TASK ITEM —
From the data below, restate every line word for word.

(Natural language region descriptions)
━━━━

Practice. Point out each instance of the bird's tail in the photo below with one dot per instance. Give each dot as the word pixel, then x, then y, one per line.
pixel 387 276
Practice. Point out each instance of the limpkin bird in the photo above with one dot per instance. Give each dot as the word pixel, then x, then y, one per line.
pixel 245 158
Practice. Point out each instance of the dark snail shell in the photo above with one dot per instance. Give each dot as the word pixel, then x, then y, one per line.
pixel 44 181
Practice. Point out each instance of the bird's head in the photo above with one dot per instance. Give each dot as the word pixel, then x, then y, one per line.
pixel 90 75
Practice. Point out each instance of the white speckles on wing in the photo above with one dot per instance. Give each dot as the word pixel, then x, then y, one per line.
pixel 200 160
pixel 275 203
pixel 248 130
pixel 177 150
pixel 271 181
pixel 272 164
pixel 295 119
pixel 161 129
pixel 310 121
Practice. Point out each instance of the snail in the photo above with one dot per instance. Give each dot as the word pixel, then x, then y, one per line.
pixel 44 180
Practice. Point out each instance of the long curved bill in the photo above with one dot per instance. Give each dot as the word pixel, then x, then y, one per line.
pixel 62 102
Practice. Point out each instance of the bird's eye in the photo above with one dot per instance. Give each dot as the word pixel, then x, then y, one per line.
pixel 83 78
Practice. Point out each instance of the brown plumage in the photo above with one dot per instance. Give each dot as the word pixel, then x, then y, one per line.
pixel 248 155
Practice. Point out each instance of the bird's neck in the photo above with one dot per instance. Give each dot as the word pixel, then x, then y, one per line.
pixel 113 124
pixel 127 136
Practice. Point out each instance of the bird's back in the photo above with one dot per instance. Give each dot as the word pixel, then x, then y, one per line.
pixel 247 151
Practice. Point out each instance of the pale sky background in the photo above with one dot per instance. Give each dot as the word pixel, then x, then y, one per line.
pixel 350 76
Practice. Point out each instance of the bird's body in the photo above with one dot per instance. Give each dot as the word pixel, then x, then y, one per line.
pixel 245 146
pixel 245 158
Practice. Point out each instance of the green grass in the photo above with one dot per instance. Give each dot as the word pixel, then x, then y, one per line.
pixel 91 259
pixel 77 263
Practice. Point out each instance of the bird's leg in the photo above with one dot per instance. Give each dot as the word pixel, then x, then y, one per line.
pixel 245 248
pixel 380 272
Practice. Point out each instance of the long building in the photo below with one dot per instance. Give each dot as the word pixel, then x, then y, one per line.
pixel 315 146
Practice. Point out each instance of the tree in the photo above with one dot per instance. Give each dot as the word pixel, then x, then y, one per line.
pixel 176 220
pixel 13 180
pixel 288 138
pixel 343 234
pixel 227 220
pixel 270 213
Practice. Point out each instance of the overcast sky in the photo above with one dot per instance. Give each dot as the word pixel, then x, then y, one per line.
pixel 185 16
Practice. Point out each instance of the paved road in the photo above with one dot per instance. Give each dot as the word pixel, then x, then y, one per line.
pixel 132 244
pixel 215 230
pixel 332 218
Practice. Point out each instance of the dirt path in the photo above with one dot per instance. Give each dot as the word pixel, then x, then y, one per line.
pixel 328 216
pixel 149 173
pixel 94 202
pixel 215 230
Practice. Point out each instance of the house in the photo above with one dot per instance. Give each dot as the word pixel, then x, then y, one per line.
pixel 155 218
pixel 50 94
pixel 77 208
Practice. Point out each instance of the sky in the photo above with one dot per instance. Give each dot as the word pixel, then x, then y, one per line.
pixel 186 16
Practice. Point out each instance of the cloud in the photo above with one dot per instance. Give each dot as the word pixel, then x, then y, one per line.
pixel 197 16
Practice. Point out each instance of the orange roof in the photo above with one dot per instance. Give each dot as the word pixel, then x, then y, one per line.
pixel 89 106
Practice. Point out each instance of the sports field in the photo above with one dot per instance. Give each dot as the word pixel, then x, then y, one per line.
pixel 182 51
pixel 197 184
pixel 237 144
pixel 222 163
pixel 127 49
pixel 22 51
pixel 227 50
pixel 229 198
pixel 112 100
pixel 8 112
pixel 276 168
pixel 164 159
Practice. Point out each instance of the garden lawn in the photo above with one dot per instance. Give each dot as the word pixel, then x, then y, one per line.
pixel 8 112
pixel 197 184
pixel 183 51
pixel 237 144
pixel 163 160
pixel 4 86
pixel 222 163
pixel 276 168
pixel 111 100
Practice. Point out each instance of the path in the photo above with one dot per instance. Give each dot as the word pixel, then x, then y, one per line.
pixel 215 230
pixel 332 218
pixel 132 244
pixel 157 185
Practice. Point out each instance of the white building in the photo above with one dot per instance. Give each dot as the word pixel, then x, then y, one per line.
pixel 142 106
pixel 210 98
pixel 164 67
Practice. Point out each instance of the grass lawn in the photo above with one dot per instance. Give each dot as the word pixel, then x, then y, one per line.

━━━━

TASK RESPONSE —
Practice. Point out each instance of the bird's tail in the photo below with one dot per instance. Give each dot as the word pixel, then x, then y, one per line.
pixel 387 276
Practice. Point out each instance of the limpkin bird in the photo above with one dot per instance. Give each dot as the word pixel, then x, then y, one per line.
pixel 245 158
Practice. Point out each instance of the dark snail shell in the photo above with one dot per instance. Give each dot as the word pixel, then x, then y, one per line.
pixel 44 181
Practice. Point out each instance of the bird's head in the photo above with one dot per instance. Give each dot as the word pixel, then x, then y, one per line.
pixel 90 75
Practice. Point out each instance of the white speckles on wing in the photo above with one dot per instance. Give each dot as the word pixel, then x, then y, one per line.
pixel 200 160
pixel 275 203
pixel 248 130
pixel 177 150
pixel 271 181
pixel 272 164
pixel 295 119
pixel 161 129
pixel 310 121
Practice. Point out each instance of the snail in the photo above with one dot per instance. Give each dot as the word pixel, then x, then y, one per line.
pixel 44 180
Practice. Point out each instance of the long curved bill in the photo above with one dot per instance. Give each dot as the word pixel, then x, then y, one per line.
pixel 62 102
Practice. Point out each instance of the bird's eye in the photo above with one dot per instance. Give each dot as the word pixel, then x, then y, one per line.
pixel 83 78
Practice. Point out each instance of the brown plumage in the photo above with one dot per instance. Give each dot as the word pixel, then x, then y, one per line.
pixel 248 155
Practice. Point out each instance of the bird's neck in the photo above with one dot per instance. Give each dot as the word pixel, then x, then y, one per line.
pixel 113 124
pixel 127 136
Practice. Point out each instance of the bird's back in the photo above with one dot per instance. Give each dot as the word pixel, then x, then y, one per line.
pixel 247 151
Practice. Point out each instance of the pale sky background in the photo above with one dot per instance. Give each dot as the word pixel, then x, then y, one per line.
pixel 350 76
Practice. Point out each instance of the bird's body in the photo above with one dot per instance. Give each dot as the word pixel, then x, then y, one per line.
pixel 245 146
pixel 245 158
Practice. Point out each instance of the green grass in the photo above with one dot per instance. Give each dot as the word pixel, then x, then y, one per line.
pixel 91 259
pixel 77 263
Practice. Point out each instance of the bird's leg in the photo above with one dot per instance. Give each dot as the word pixel, then x, then y, one per line.
pixel 245 248
pixel 380 272
Practice. Point out each instance of the long building in the photo below with one dot per instance. Give each dot as the word pixel, then x, then y, one per line.
pixel 315 146
Practice. Point out each instance of the tree in the photo above with one dot per instance. Give each dot as the word pixel, then x, then y, one per line.
pixel 176 220
pixel 13 180
pixel 288 138
pixel 343 234
pixel 227 220
pixel 270 213
Practice. Point out each instance of the overcast sky in the photo above with one dot per instance. Give each dot as the word pixel, then x, then y, one per line.
pixel 185 16
Practice. Point out each instance of the paved road in the photo above with one dot per instance. Give each dot as the word pixel, then x, then y, one per line.
pixel 132 244
pixel 215 230
pixel 332 218
Practice. Point out each instance of the dirt path in the photo above with one dot per instance. Give each dot as the word pixel, then x, then y, one per line.
pixel 328 216
pixel 149 173
pixel 94 202
pixel 215 230
Practice. Point out each instance of the house in the photo above with one dot per instance. Give each dot as the word pixel, then x, then y, one per line.
pixel 155 218
pixel 50 94
pixel 77 208
Practice. Point out each instance of the sky in the photo above with one dot per instance. Give each dot as the word pixel, then x, then y, one per line.
pixel 186 16
Practice. Point out each instance of the cloud in the photo above with one dot per instance. Give each dot as the word pixel, then x, then y, one per line.
pixel 197 16
Practice. Point out each instance of the orange roof in the photo above with one dot per instance. Give each dot as the word pixel, then x, then y, one per line.
pixel 89 106
Practice. Point out each instance of the sports field in the photo above with one dot per instance. Give each dot as the word pixel, then x, then y, one per line.
pixel 182 51
pixel 197 184
pixel 237 144
pixel 222 163
pixel 127 49
pixel 22 51
pixel 227 50
pixel 229 198
pixel 112 100
pixel 8 112
pixel 276 168
pixel 164 159
Practice. Point out each instance of the garden lawn in the photo above with one dot per instance. Give each dot as the word pixel, then x, then y, one per line.
pixel 8 112
pixel 197 184
pixel 183 51
pixel 237 144
pixel 163 160
pixel 4 86
pixel 222 163
pixel 276 168
pixel 111 100
Practice. Point out each instance of the path in the photo above with one dot per instance. Give each dot as the word pixel, then x, then y, one per line.
pixel 215 230
pixel 332 218
pixel 132 244
pixel 157 185
Practice. Point out each instance of the white building in the photo above with one dot per instance. Give each dot as the word pixel, then x, then y, one per line.
pixel 142 106
pixel 210 98
pixel 164 67
Practice. Point out each instance of the grass lawn in the photo above with one dot per instance. Give each dot as the word pixel, then x, then y, one per line.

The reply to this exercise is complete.